**OBJECTIVE**
Starting with the line that contains "Look at the photo above. For each instance of the wooden", write out each line through the end of the listing, unchanged. Output nothing else.

**EXCERPTED DATA**
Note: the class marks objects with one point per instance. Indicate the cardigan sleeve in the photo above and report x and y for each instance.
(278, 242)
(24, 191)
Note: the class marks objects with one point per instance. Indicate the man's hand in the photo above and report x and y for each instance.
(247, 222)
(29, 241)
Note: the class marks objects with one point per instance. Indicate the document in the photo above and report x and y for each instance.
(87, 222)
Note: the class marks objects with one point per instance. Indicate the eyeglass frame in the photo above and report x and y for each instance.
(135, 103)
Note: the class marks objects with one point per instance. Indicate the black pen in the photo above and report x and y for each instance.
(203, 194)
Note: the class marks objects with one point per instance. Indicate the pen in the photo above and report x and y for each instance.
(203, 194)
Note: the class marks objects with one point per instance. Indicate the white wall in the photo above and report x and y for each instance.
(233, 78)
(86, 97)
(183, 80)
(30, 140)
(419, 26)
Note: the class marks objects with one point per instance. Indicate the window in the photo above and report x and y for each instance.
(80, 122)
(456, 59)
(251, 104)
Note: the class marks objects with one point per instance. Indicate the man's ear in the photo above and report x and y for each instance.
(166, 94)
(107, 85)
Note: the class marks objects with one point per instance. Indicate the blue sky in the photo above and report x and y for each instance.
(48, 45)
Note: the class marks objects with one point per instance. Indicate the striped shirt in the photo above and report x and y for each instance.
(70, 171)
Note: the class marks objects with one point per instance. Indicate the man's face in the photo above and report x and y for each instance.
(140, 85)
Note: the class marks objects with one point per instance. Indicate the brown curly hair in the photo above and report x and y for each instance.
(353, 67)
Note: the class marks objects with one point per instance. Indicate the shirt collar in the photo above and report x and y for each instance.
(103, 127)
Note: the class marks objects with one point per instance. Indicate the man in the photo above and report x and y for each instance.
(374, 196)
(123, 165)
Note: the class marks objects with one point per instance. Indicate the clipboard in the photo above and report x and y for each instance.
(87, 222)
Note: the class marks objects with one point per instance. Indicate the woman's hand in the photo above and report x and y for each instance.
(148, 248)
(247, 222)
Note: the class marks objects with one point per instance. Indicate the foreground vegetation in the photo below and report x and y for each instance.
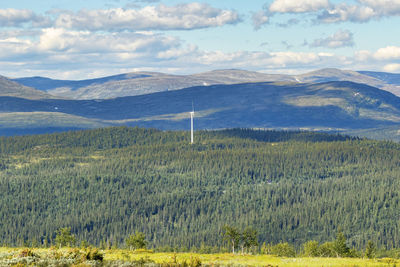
(291, 187)
(118, 257)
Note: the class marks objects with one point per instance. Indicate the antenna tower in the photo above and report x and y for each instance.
(191, 124)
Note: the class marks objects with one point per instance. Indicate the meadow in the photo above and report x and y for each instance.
(119, 257)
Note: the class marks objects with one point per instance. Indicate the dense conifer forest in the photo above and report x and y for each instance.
(106, 184)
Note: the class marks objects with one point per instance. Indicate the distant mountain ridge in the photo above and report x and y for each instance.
(330, 106)
(11, 88)
(139, 83)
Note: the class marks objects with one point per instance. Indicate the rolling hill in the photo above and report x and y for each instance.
(14, 89)
(140, 83)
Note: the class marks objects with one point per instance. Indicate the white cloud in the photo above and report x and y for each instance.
(259, 19)
(298, 6)
(180, 17)
(383, 7)
(359, 12)
(16, 17)
(344, 12)
(341, 38)
(387, 53)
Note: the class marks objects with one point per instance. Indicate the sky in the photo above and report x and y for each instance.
(68, 39)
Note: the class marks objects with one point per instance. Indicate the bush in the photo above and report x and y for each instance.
(283, 250)
(311, 249)
(327, 249)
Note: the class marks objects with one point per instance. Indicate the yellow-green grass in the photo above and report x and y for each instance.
(247, 260)
(226, 259)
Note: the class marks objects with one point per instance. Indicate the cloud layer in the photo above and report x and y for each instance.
(180, 17)
(341, 38)
(326, 12)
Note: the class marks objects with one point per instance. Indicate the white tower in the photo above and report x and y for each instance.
(191, 124)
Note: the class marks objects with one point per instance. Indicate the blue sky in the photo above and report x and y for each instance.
(69, 39)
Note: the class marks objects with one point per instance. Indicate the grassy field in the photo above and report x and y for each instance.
(118, 257)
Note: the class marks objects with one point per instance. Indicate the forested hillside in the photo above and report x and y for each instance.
(108, 183)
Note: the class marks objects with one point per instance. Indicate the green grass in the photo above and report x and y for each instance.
(115, 257)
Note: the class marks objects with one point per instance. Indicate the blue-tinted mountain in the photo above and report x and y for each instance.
(330, 106)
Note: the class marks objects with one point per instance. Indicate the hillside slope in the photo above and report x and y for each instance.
(13, 89)
(139, 83)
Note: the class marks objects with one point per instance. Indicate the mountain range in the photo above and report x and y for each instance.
(360, 103)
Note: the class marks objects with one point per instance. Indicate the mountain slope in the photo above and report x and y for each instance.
(140, 83)
(337, 106)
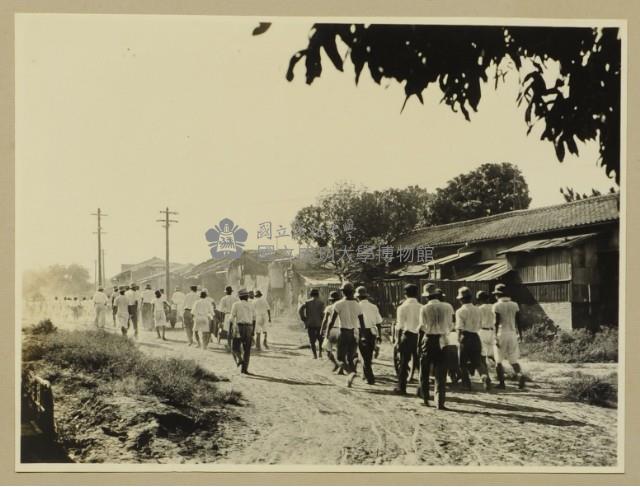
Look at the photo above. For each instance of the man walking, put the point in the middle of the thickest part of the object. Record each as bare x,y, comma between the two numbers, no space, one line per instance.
147,300
226,302
263,316
436,322
407,328
367,339
487,330
100,301
133,296
121,304
243,319
331,339
187,318
507,332
311,313
177,303
468,324
351,318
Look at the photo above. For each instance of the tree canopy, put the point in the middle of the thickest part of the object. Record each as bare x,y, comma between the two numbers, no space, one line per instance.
487,190
582,104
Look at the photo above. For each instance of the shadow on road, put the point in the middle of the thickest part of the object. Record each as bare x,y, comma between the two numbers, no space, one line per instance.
289,382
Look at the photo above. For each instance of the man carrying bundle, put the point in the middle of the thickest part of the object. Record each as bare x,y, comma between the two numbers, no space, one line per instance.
468,324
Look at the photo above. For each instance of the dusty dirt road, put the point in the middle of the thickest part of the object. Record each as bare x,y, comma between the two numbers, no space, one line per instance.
297,412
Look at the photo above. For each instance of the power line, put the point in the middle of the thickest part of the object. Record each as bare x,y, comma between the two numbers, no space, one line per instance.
167,223
99,232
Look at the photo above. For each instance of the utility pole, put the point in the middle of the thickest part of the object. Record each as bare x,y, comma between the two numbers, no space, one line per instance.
167,222
99,214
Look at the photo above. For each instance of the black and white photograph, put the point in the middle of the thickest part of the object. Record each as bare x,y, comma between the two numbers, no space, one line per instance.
253,244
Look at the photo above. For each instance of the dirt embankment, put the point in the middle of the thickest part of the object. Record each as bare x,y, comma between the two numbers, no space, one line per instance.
295,411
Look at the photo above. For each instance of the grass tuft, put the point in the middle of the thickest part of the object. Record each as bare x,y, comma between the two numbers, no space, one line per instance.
598,391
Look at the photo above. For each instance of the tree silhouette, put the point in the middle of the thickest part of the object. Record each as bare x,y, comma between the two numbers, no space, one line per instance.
583,104
487,190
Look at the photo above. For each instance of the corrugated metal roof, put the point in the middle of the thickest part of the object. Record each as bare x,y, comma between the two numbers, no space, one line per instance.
450,258
581,213
490,273
547,243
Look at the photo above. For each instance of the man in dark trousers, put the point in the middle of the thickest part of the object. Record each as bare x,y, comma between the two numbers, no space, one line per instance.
367,339
407,328
351,318
436,319
243,320
311,313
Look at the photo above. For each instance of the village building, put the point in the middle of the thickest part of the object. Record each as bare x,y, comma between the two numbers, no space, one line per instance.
151,271
561,261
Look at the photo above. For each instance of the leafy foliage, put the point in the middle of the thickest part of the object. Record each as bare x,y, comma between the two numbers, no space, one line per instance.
598,391
576,346
488,190
117,359
581,104
346,217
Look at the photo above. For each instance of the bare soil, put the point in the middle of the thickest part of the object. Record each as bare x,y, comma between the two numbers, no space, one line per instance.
295,411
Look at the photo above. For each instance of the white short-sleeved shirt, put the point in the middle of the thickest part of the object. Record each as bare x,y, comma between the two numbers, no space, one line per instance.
100,298
487,316
408,315
226,302
202,308
468,318
507,310
371,314
437,318
243,312
148,296
348,311
190,299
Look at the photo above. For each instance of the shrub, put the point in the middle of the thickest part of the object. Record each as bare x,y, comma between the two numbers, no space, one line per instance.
575,346
177,381
44,327
592,390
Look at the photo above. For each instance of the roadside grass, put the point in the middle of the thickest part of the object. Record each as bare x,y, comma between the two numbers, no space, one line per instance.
598,391
117,363
545,343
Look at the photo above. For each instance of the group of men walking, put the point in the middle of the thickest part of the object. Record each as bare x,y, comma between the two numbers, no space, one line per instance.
433,336
484,331
348,324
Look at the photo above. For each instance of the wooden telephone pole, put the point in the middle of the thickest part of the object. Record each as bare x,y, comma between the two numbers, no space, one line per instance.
167,222
99,214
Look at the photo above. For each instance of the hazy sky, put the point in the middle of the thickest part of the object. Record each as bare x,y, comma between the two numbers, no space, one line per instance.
135,113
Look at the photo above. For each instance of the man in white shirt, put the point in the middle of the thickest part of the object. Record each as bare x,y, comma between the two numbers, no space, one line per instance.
507,332
243,318
122,311
187,318
468,324
367,339
133,297
100,301
263,316
177,302
436,322
147,299
407,327
487,330
351,318
226,302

**RIGHT ANSWER**
Look at the photo above. For each instance of the wooden telephone pole, put the point in the middle of the thickest part of the object. Record each as bare x,y, comma between the two numbers, no space, one line per instance.
167,222
99,214
Look at the photo above. For each instance of the hazy sky, put the point in the middle of the thickest part of the object. Record each as bare x,y, comma between the two numbers, no space, one line per instance.
135,113
Look at the photo above. For each instance of the man in white shirt, put the point in the middle of the thickest part of the object. Record each as bare x,y, comma between the two numbers, no space, one line per instance.
507,332
243,318
122,311
187,318
468,324
367,339
133,297
100,301
263,316
177,302
436,322
147,299
407,327
487,330
351,318
226,302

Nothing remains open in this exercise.